**WHAT THE EXERCISE ASKS**. Scale the material below by writing out every line again, requests included, with each polygon corner coordinate in the answers multiplied by 0.65 and rounded to a whole number, halves rounding up. Leave any numbers in the requests and their format descriptions unchanged.

**DATA IN THIS EXERCISE**.
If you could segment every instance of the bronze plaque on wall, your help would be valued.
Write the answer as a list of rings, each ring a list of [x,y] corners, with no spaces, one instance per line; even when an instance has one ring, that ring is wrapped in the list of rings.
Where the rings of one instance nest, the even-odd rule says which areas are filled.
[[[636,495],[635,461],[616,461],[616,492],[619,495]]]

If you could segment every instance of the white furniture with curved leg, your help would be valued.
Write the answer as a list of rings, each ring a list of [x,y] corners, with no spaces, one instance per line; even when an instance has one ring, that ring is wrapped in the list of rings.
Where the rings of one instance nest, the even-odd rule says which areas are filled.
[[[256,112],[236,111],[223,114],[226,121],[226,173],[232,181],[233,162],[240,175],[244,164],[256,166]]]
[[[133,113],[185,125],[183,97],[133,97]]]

**SOLUTION FOR THIS EXERCISE**.
If you could segment every instance of the bronze plaque on wall, your help would be valued.
Write the answer as a list of rings, each ring a list of [x,y] corners, with no spaces, one instance per line; even when an instance has one ring, that ring is wrapped in the list of rings.
Where the rings of one instance nest, the even-odd rule says which areas are filled.
[[[413,322],[413,300],[400,300],[400,320],[402,322]]]

If you could segment every instance of the white furniture with curved leg, your help would be valued.
Write the answer as a list of rings, each ring a list of [x,y] corners, with no spaces, one instance per line; even when an instance has one ring, that ring is wrapped in the list of rings.
Where the rings of one instance nest, the even-odd rule says which areas are filled.
[[[166,73],[153,72],[145,74],[147,79],[147,112],[151,118],[151,105],[156,114],[159,107],[166,108]]]
[[[86,73],[120,81],[119,63],[86,63]]]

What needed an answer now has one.